● Liste des tâches
1) Répondez aux questions suivantes à partir du texte sur le maintien de la paix :
(a) Quel pays M. Dong Wen représente-t-il ?
(b) Selon le représentant du Pakistan, depuis quelle année les indemnités en cas de décès ou d'invalidité n'ont-elles pas été augmentées ?
(c) Combien de points la représentante de l'Indonésie a-t-elle soulignés ?
2) Transcrivez le passage du texte sur le maintien de la paix qui commence par "Mme INA HAGNININGTYAS" et se poursuit jusqu'à "sur les individus.".

● Texte de l'exercice
_____
M. DONG WEN (Chine) a appuyé la majoration des taux standard de remboursement aux pays fournisseurs de contingents et de personnel de police afin d’assurer la qualité des déploiements et de permettre aux troupes déployées de remplir leur mission dans des conditions adéquates. Après avoir rappelé que la Chine est l’un des plus importants pays fournisseurs de contingents, il a appuyé les mesures proposées pour améliorer la santé et la sécurité des Casques bleus. Il a dit attendre avec intérêt d’en discuter avec les parties intéressées afin d’améliorer les pratiques existantes.
M. HASEEB GOHAR (Pakistan) s’est dit fier de représenter l’un des plus grands et des plus constants pays contributeurs aux opérations de maintien de la paix. Depuis 1960, le Pakistan a déployé troupes et matériels dans 41 missions déployées dans 23 pays. Il compte à ce jour 6 000 personnels dans les différentes missions de l’ONU. Le représentant a ensuite fait quelques observations. Comment, s’est-il demandé, les données reçues de l’échantillon de pays ont-elles permis d’aboutir à la somme de 1 427,80 dollars comme dénominateur commun de l’augmentation du taux de remboursement? Maintenant que la participation des femmes aux opérations de maintien de la paix s’est renforcée, il est temps de prendre en compte les dépenses associées aux contingents féminins dans le taux de remboursement. Il est aussi temps, a ajouté le représentant, de prendre en compte les « autres dépenses ». L’augmentation exponentielle du nombre de victimes parmi les Casques bleus doit nous pousser à prendre « la décision consciente » d’augmenter les indemnités en cas de décès ou d’invalidité, ce qui n’a pas été fait depuis 2009, a souligné le représentant.
Mme INA HAGNININGTYAS KRISNAMURTHI (Indonésie) a souligné trois points, estimant d’abord que le développement d’un système de remboursement « équitable et prévisible » améliorera l’efficacité et l’efficience des opérations de maintien de la paix des Nations Unies. La représentante a ensuite jugé qu’il faut changer la façon de travailler pour améliorer la sûreté et la sécurité des Casques bleus. Il faut se fixer de meilleures priorités pour mieux former, mieux équiper et mieux informer les soldats de la paix. Pour les femmes Casques bleus en particulier, la promotion de leur participation doit être à la hauteur de la forte demande pour leur rôle dans les missions de maintien de la paix de l’ONU. Enfin, la même attention doit être accordée à la phase postdéploiement et tenir compte de l’impact physique et mental que les opérations de maintien de la paix peuvent avoir sur les individus.
_____
Entrées de données enregistrées
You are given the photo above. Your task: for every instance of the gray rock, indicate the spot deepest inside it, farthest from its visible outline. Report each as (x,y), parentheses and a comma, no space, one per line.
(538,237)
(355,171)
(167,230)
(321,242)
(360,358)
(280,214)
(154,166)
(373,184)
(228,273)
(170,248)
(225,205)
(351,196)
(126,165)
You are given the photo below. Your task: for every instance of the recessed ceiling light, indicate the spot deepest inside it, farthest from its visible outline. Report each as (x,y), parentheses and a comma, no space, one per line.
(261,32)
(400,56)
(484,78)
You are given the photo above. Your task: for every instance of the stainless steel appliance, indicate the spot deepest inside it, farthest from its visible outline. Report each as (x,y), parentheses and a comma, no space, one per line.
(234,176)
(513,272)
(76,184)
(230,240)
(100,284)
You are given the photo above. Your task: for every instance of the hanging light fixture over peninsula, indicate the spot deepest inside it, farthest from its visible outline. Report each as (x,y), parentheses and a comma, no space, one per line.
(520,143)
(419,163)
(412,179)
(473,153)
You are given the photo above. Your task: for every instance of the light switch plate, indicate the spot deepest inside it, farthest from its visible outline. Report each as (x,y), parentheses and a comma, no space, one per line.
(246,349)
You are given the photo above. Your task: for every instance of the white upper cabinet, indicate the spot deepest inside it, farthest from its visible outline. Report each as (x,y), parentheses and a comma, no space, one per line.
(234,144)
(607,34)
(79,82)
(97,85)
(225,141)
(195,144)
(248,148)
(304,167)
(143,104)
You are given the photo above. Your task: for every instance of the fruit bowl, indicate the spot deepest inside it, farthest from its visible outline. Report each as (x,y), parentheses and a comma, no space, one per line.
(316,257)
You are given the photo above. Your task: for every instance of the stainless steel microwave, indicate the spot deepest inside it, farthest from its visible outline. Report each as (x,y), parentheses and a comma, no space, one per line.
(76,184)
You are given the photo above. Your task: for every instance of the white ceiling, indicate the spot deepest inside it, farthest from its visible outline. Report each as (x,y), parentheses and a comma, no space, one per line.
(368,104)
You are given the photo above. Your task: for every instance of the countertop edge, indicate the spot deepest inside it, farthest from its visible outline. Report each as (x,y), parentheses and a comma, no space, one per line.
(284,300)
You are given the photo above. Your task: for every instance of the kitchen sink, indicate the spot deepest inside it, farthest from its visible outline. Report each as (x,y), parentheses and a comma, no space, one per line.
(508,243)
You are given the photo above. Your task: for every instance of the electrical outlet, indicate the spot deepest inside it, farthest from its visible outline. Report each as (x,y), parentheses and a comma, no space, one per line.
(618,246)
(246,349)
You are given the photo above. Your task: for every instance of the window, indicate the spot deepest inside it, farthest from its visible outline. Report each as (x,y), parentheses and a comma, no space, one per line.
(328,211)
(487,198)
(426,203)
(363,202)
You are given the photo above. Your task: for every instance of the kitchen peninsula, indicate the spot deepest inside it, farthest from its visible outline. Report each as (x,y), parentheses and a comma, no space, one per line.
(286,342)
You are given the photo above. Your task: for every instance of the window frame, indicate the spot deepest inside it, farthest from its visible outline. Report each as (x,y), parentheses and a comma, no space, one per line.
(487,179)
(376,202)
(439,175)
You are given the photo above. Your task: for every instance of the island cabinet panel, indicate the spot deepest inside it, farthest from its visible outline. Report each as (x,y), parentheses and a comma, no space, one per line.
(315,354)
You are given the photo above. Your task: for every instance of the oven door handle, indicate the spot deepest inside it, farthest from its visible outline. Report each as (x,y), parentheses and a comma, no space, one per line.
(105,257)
_____
● Réponses fournies
1)
(a) La Chine.
(b) Depuis 2009.
(c) Trois points.

2)
Mme INA HAGNININGTYAS KRISNAMURTHI (Indonésie) a souligné trois points, estimant d’abord que le développement d’un système de remboursement « équitable et prévisible » améliorera l’efficacité et l’efficience des opérations de maintien de la paix des Nations Unies. La représentante a ensuite jugé qu’il faut changer la façon de travailler pour améliorer la sûreté et la sécurité des Casques bleus. Il faut se fixer de meilleures priorités pour mieux former, mieux équiper et mieux informer les soldats de la paix. Pour les femmes Casques bleus en particulier, la promotion de leur participation doit être à la hauteur de la forte demande pour leur rôle dans les missions de maintien de la paix de l’ONU. Enfin, la même attention doit être accordée à la phase postdéploiement et tenir compte de l’impact physique et mental que les opérations de maintien de la paix peuvent avoir sur les individus.